* [WHAT NEEDS TO BE DONE]
In the code of the xentop patch message below, which variables are declared?

* [SUPPLIED TEXT]
..............................

Graham, Simon
2006-Jul-14  19:00 UTC
[Xen-devel] [PATCH] Minor fix to xentop to stop it dying when domains go away at the wrong time
Currently, xentop exits with a failure if xenstat_get_node() returns
NULL - this can happen if a VM is deleted between the time
xenstat_get_node() gets the list of VMs and the time it attempts to
collect information about the VMs. This patch modifies xentop to simply
ignore a NULL return and loop around to try the call again.
Note that the patch supplied is against 3.0.testing although I think
unstable is basically the same.
Signed-off-by: Simon Graham Simon.Graham@stratus.com
---
Index: xentop.c
==================================================================--- xentop.c
(revision 3098)
+++ xentop.c	(working copy)
@@ -762,14 +762,18 @@
 {
 	xenstat_domain **domains;
 	unsigned int i, num_domains = 0;
+        xenstat_node *new_node = xenstat_get_node(xhandle,
XENSTAT_ALL);
 
-	/* Now get the node information */
+        if (new_node == NULL) {
+		// This can happen if domains change during call - just
+		// return and try again
+		return;
+        }
+
 	if (prev_node != NULL)

..............................

(Coordinate labeling data)
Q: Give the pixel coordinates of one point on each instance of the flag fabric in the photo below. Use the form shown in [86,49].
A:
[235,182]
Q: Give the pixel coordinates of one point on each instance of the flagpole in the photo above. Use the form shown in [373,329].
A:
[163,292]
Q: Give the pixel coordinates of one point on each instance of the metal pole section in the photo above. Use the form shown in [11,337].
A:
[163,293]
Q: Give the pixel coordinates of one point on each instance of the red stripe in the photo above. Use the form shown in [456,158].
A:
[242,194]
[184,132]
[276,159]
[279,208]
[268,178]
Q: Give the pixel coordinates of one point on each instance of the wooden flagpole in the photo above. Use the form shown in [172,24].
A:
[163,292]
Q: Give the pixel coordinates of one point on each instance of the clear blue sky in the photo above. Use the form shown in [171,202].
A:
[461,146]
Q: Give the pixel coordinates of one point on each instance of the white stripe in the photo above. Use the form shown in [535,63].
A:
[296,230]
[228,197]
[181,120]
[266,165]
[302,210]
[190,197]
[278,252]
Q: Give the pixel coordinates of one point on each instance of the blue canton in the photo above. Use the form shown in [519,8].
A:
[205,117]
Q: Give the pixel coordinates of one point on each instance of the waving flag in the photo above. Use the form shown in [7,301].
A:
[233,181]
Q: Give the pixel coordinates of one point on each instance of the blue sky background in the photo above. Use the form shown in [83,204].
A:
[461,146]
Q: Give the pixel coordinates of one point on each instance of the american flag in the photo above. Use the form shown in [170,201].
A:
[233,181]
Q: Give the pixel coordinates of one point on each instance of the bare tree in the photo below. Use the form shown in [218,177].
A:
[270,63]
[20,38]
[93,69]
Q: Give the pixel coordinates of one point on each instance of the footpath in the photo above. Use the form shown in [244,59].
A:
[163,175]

..............................

* [EXERCISE SOLUTION]
domains, i, num_domains, new_node